=== Goal of the exercise ===
A complete, word-for-word restatement of the entries is needed.

=== Records supplied ===
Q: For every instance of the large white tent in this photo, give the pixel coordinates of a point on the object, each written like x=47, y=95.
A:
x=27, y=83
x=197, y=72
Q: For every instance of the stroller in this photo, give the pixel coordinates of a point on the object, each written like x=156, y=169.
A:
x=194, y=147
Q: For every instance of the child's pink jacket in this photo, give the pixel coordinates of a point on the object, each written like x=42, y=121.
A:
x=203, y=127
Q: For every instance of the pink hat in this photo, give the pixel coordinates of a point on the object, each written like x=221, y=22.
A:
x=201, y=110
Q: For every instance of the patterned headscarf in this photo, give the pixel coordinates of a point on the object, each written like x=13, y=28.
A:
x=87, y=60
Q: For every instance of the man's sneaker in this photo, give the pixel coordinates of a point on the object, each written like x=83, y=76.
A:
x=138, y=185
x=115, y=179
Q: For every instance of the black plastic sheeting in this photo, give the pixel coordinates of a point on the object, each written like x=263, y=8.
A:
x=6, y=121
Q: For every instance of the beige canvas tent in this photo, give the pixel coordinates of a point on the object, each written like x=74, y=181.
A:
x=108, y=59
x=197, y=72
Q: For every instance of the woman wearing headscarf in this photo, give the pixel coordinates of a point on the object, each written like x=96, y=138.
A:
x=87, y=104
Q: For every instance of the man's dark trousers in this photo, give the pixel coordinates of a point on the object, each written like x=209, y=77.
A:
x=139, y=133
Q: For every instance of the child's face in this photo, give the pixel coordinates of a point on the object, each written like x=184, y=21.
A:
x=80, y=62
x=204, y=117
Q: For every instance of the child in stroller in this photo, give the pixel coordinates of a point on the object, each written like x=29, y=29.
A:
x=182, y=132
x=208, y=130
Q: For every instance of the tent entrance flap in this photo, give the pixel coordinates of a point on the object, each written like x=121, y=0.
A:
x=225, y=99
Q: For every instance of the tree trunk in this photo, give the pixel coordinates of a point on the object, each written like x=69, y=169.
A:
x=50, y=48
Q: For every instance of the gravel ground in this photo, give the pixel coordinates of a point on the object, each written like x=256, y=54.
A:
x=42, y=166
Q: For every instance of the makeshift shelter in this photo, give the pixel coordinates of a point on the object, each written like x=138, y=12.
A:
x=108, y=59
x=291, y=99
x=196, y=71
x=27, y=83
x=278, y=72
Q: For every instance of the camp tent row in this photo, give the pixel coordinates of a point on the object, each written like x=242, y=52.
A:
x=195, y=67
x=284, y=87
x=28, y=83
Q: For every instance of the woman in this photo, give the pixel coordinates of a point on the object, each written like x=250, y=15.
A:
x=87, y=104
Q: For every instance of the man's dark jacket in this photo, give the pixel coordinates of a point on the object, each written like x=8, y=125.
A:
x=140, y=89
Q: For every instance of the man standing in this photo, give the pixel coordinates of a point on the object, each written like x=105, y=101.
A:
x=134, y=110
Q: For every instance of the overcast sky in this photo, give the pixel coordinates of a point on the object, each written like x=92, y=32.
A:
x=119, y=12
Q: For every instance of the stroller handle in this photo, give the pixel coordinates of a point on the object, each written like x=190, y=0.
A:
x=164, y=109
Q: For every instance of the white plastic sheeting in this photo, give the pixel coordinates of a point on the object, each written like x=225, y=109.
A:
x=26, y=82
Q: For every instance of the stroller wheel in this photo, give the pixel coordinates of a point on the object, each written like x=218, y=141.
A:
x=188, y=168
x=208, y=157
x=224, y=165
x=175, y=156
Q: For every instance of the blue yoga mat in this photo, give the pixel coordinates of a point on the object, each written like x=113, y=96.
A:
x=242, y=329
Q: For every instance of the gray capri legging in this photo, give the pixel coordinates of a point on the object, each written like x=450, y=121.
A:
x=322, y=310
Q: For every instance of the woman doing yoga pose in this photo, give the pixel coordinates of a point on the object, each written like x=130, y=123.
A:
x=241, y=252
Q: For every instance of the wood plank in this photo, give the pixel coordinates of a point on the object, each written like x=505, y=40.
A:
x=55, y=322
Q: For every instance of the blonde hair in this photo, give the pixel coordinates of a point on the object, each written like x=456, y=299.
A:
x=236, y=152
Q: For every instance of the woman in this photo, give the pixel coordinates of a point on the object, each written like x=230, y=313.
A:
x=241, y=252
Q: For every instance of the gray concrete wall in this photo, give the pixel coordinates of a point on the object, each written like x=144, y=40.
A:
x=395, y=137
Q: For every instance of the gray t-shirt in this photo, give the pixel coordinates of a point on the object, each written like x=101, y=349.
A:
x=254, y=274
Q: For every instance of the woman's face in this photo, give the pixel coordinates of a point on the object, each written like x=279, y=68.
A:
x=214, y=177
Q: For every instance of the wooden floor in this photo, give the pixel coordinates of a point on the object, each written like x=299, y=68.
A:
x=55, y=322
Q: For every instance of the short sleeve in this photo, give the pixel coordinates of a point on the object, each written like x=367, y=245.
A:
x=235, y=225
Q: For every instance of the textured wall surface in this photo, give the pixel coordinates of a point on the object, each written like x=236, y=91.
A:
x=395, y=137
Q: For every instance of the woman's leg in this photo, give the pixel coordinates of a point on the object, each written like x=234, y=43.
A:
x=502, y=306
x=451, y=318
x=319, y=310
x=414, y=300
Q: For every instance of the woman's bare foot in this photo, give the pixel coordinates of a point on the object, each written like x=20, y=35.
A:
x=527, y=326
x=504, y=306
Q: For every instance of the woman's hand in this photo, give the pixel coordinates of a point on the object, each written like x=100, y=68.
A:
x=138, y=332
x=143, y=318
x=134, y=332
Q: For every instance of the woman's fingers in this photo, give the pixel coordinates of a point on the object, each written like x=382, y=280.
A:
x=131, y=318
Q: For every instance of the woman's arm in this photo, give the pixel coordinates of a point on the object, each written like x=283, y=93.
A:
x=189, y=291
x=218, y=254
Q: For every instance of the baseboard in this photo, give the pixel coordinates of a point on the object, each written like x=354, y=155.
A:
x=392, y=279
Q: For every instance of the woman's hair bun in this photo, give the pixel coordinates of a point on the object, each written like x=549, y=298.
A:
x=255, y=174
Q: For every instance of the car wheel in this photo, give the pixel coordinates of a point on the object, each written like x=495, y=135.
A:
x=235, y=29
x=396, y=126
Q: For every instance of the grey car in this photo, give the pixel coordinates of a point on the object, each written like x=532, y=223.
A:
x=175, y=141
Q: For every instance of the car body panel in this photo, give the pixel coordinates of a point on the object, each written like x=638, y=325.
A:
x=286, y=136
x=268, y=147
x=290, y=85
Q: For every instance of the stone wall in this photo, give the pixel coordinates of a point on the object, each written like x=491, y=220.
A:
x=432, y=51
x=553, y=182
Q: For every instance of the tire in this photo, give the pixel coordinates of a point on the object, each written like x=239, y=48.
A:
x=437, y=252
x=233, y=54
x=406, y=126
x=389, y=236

=== Task answer ===
Q: For every instance of the large white tent in this photo, give the pixel coordinates of a point on the object, each written like x=47, y=95.
A:
x=27, y=83
x=197, y=72
Q: For every instance of the stroller in this photo, give the pixel coordinates of a point on the object, each written like x=156, y=169.
A:
x=194, y=147
Q: For every instance of the child's pink jacket in this photo, give the pixel coordinates of a point on the object, each written like x=42, y=121.
A:
x=203, y=127
Q: For every instance of the pink hat in this photo, give the pixel coordinates of a point on the object, each written like x=221, y=22.
A:
x=201, y=110
Q: For every instance of the patterned headscarf in this photo, give the pixel coordinates of a point on the object, each written like x=13, y=28.
A:
x=87, y=60
Q: For every instance of the man's sneaker in this photo, give the pixel coordinates of a point on the object, each written like x=83, y=76.
A:
x=138, y=185
x=115, y=179
Q: For every instance of the black plastic sheeting in this photo, give the pixel coordinates of a point on the object, each written like x=263, y=8.
A:
x=6, y=121
Q: For every instance of the beige canvas tent in this photo, give the pixel coordinates of a point on the object, each written like x=74, y=181.
A:
x=108, y=59
x=197, y=72
Q: For every instance of the woman wearing headscarf in this photo, give the pixel coordinates of a point on the object, each written like x=96, y=138.
A:
x=87, y=104
Q: For every instance of the man's dark trousers in this photo, give the pixel coordinates of a point on the object, each written like x=209, y=77.
A:
x=139, y=133
Q: For every instance of the child's face in this photo, give the pixel coordinates of a point on the object, each written like x=184, y=21.
A:
x=80, y=62
x=204, y=117
Q: For every instance of the child in stroller in this photo, give the pixel coordinates of a point on the object, each written like x=29, y=29.
A:
x=182, y=132
x=208, y=130
Q: For every instance of the tent entrance flap in this photo, give the pixel coordinates of a point on the object, each written like x=121, y=0.
A:
x=225, y=99
Q: For every instance of the tree trunk in this photo, give the pixel coordinates of a point on the object, each written like x=69, y=169.
A:
x=50, y=48
Q: For every instance of the gravel ground in this photo, give the pixel coordinates of a point on the object, each written like x=256, y=54.
A:
x=42, y=166
Q: For every instance of the makeshift shelter in this photo, give the pixel coordinates of a point on the object, each written like x=138, y=12.
A:
x=108, y=59
x=291, y=99
x=196, y=71
x=27, y=83
x=278, y=72
Q: For every instance of the camp tent row in this photo, give the pixel coordinates of a point on the object, each written like x=242, y=52.
A:
x=195, y=67
x=284, y=87
x=28, y=83
Q: For every instance of the woman in this photo, give the pixel coordinates of a point on the object, each written like x=250, y=15.
A:
x=87, y=104
Q: For every instance of the man's dark jacket in this photo, give the pixel coordinates of a point on the object, each written like x=8, y=125.
A:
x=140, y=89
Q: For every instance of the man standing in this photo, give the pixel coordinates of a point on the object, each written like x=105, y=101.
A:
x=134, y=110
Q: For every instance of the overcast sky in this photo, give the pixel coordinates of a point on the object, each written like x=92, y=32.
A:
x=119, y=12
Q: For every instance of the stroller handle in this photo, give the pixel coordinates of a point on the object, each written like x=190, y=0.
A:
x=164, y=109
Q: For every instance of the white plastic sheeting in this photo, give the pixel coordinates of a point on the object, each written like x=225, y=109.
A:
x=26, y=82
Q: For every instance of the stroller wheel in this photo, give the pixel coordinates of a point on the object, each written like x=218, y=141.
A:
x=188, y=168
x=208, y=157
x=224, y=165
x=175, y=156
Q: For every instance of the blue yoga mat in this photo, give the pixel coordinates of a point on the object, each written like x=113, y=96.
A:
x=242, y=329
Q: For every instance of the gray capri legging in this photo, give the pixel coordinates of a point on the object, each written like x=450, y=121.
A:
x=322, y=310
Q: For every instance of the woman doing yoga pose in this photo, give the pixel coordinates of a point on the object, each written like x=130, y=123.
A:
x=241, y=252
Q: For every instance of the wood plank in this photo, give the pixel coordinates of a point on the object, each written like x=505, y=40.
A:
x=55, y=322
Q: For every instance of the blonde hair in this photo, give the pixel coordinates of a point on the object, each written like x=456, y=299.
A:
x=236, y=152
Q: For every instance of the woman in this photo, give the pixel coordinates of a point on the object, each written like x=230, y=313.
A:
x=241, y=252
Q: For every instance of the gray concrete wall in this photo, give the pixel coordinates of a point on the object, each written like x=144, y=40.
A:
x=395, y=137
Q: For every instance of the gray t-shirt in this photo, give the pixel coordinates of a point on the object, each written like x=101, y=349.
A:
x=254, y=274
Q: For every instance of the woman's face in this photo, give the pixel coordinates of a point on the object, each written like x=279, y=68.
A:
x=214, y=177
Q: For every instance of the wooden floor in this photo, give the pixel coordinates of a point on the object, each written like x=299, y=68.
A:
x=55, y=322
Q: For every instance of the short sleeve in this photo, give the pixel coordinates of a point on the object, each written like x=367, y=245.
A:
x=235, y=225
Q: For every instance of the textured wall surface in this photo, give the pixel coordinates of a point on the object, each written like x=236, y=91.
A:
x=395, y=137
Q: For every instance of the woman's leg in this photo, give the pixel coordinates of a point on the object, each written like x=234, y=43.
A:
x=502, y=306
x=451, y=318
x=319, y=310
x=414, y=300
Q: For every instance of the woman's bare foot in this photo, give the pixel coordinates of a point on the object, each written like x=20, y=35.
A:
x=527, y=326
x=504, y=306
Q: For every instance of the woman's hand in this photo, give the pixel coordinates of a point on the object, each written like x=100, y=68.
A:
x=138, y=332
x=143, y=318
x=134, y=332
Q: For every instance of the woman's fingers in this photo, give the pixel coordinates of a point on the object, each written like x=382, y=280.
A:
x=131, y=318
Q: For every instance of the woman's arm in this photo, give the pixel coordinates of a point on the object, each written like x=283, y=93.
A:
x=189, y=291
x=218, y=254
Q: For every instance of the baseboard in this photo, give the pixel coordinates of a point on the object, each written like x=354, y=155.
A:
x=392, y=279
Q: For every instance of the woman's hair bun in this photo, give the pixel coordinates of a point on the object, each written like x=549, y=298.
A:
x=255, y=174
Q: For every instance of the car wheel in this photo, give the pixel coordinates of a point on the object, each written like x=495, y=135.
A:
x=235, y=29
x=396, y=126
Q: For every instance of the grey car in this photo, give the pixel coordinates of a point on the object, each written like x=532, y=223.
A:
x=175, y=141
Q: For every instance of the car body panel in this photo, give the pixel coordinates of a point on the object, each written like x=638, y=325.
A:
x=286, y=136
x=268, y=147
x=290, y=85
Q: For every instance of the stone wall in this photo, give the pixel coordinates of a point on the object, each written like x=491, y=220.
A:
x=432, y=51
x=553, y=182
Q: For every instance of the tire in this photo, give the pixel coordinates of a point on the object, each written like x=239, y=48.
A:
x=437, y=252
x=233, y=54
x=406, y=126
x=389, y=236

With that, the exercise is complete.